(Region annotation entries)

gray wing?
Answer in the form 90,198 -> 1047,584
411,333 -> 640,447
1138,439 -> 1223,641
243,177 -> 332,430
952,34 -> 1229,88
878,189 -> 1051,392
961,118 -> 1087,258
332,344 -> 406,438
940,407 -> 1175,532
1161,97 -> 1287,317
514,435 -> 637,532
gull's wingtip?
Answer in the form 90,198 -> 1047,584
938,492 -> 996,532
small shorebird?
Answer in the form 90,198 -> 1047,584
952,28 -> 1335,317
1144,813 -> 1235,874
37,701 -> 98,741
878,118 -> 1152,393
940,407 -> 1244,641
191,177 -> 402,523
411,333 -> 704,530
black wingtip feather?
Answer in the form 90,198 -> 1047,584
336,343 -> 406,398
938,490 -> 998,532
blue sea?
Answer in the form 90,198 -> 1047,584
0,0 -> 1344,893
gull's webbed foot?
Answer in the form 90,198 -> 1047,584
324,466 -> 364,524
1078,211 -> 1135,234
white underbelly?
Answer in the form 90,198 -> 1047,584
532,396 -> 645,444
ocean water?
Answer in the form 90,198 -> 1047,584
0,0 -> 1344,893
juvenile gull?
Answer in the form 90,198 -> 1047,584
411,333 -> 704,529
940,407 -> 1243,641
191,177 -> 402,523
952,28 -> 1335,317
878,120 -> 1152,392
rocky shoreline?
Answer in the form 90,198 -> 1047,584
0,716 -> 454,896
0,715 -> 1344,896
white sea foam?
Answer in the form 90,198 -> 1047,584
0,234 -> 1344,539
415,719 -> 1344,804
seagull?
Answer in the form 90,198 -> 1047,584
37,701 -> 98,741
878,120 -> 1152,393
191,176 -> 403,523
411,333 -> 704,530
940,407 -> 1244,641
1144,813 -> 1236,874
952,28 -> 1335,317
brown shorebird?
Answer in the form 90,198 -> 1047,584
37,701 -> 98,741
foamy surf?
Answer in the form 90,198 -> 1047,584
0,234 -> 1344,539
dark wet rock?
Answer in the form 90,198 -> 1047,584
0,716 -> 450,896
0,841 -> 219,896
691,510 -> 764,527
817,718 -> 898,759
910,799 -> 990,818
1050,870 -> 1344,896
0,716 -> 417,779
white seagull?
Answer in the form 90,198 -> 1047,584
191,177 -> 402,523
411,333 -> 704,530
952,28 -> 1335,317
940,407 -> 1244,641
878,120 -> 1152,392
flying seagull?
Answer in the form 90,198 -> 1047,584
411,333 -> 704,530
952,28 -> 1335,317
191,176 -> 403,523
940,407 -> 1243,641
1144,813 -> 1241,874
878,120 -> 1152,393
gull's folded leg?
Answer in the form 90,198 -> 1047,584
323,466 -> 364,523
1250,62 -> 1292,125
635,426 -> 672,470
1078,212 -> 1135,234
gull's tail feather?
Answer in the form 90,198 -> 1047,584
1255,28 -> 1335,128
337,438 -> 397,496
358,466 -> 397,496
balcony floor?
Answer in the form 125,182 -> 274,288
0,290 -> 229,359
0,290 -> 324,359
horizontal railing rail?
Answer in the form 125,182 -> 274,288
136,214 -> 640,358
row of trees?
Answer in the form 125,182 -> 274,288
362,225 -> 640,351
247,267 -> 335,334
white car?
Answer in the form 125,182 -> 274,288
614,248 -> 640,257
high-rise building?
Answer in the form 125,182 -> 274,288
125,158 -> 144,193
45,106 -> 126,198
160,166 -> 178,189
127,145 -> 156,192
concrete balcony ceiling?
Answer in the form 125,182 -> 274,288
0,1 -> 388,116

Request: Reproduce all of the entries above line for line, changing nothing.

Reply:
gray wing?
Answer in the form 90,198 -> 1047,584
411,333 -> 640,447
1138,439 -> 1223,641
243,177 -> 332,430
952,34 -> 1229,88
878,189 -> 1051,392
961,118 -> 1087,258
332,344 -> 406,438
940,407 -> 1175,532
1161,97 -> 1287,317
514,435 -> 637,532
gull's wingtip?
Answer in the form 90,198 -> 1047,584
938,492 -> 996,532
small shorebird?
Answer in the form 90,198 -> 1047,584
952,28 -> 1335,317
1144,813 -> 1235,874
37,701 -> 98,741
878,118 -> 1152,393
940,407 -> 1244,641
191,177 -> 402,523
411,333 -> 704,530
black wingtip feather?
Answer in the form 90,198 -> 1047,584
336,343 -> 406,398
938,490 -> 998,532
blue sea?
Answer in the form 90,198 -> 1047,584
0,0 -> 1344,893
gull's webbed foot?
Answer in the form 90,198 -> 1047,584
324,466 -> 364,524
1078,211 -> 1135,234
white underbelly?
Answer in the form 90,198 -> 1047,584
532,396 -> 645,444
ocean water?
Answer in the form 90,198 -> 1047,584
0,0 -> 1344,893
juvenile gull?
Answer in the form 90,198 -> 1047,584
411,333 -> 704,529
940,407 -> 1243,641
191,177 -> 402,523
952,28 -> 1335,317
878,120 -> 1152,392
rocky shoreline?
Answer in the form 90,198 -> 1047,584
0,716 -> 454,896
0,715 -> 1344,896
white sea foam?
Answer in the form 90,198 -> 1047,584
0,234 -> 1344,539
415,719 -> 1344,804
seagull?
Answer in the form 90,198 -> 1047,584
37,701 -> 98,741
878,120 -> 1152,393
191,176 -> 403,523
411,333 -> 704,530
940,407 -> 1244,641
1144,813 -> 1236,874
952,28 -> 1335,317
brown shorebird?
Answer in the form 90,198 -> 1047,584
37,701 -> 98,741
foamy surf?
Answer in the form 90,198 -> 1047,584
0,234 -> 1344,539
dark wet rock?
Answer in the form 90,198 -> 1047,584
0,716 -> 450,896
0,841 -> 219,896
691,510 -> 764,527
817,718 -> 898,759
910,799 -> 990,818
1050,870 -> 1344,896
0,716 -> 417,779
white seagull?
Answer in the form 90,198 -> 1047,584
191,177 -> 402,523
411,333 -> 704,530
952,28 -> 1335,317
940,407 -> 1244,641
878,120 -> 1152,392
flying seagull?
Answer in the form 90,198 -> 1047,584
411,333 -> 704,530
952,28 -> 1335,317
191,176 -> 403,523
940,407 -> 1243,641
1144,813 -> 1241,874
878,120 -> 1152,393
gull's folded leg?
Answer in the form 90,198 -> 1047,584
323,466 -> 364,523
1250,62 -> 1292,125
635,426 -> 672,470
1078,212 -> 1135,234
gull's tail feather?
Answer in the form 90,198 -> 1047,584
1255,28 -> 1335,128
337,438 -> 397,496
358,466 -> 397,496
balcony floor?
Answer in the form 125,182 -> 274,288
0,290 -> 229,359
0,290 -> 324,359
horizontal railing rail?
Answer in the form 125,182 -> 274,288
136,214 -> 640,358
row of trees?
Answer in the form 125,182 -> 274,288
362,225 -> 640,351
247,267 -> 335,334
white car?
Answer in the form 125,182 -> 274,288
614,248 -> 640,257
high-rise building?
Answer in the form 125,182 -> 274,288
125,158 -> 144,193
45,106 -> 126,198
160,166 -> 178,189
127,145 -> 156,192
concrete balcony ceiling?
Answer in the form 125,182 -> 274,288
0,1 -> 388,116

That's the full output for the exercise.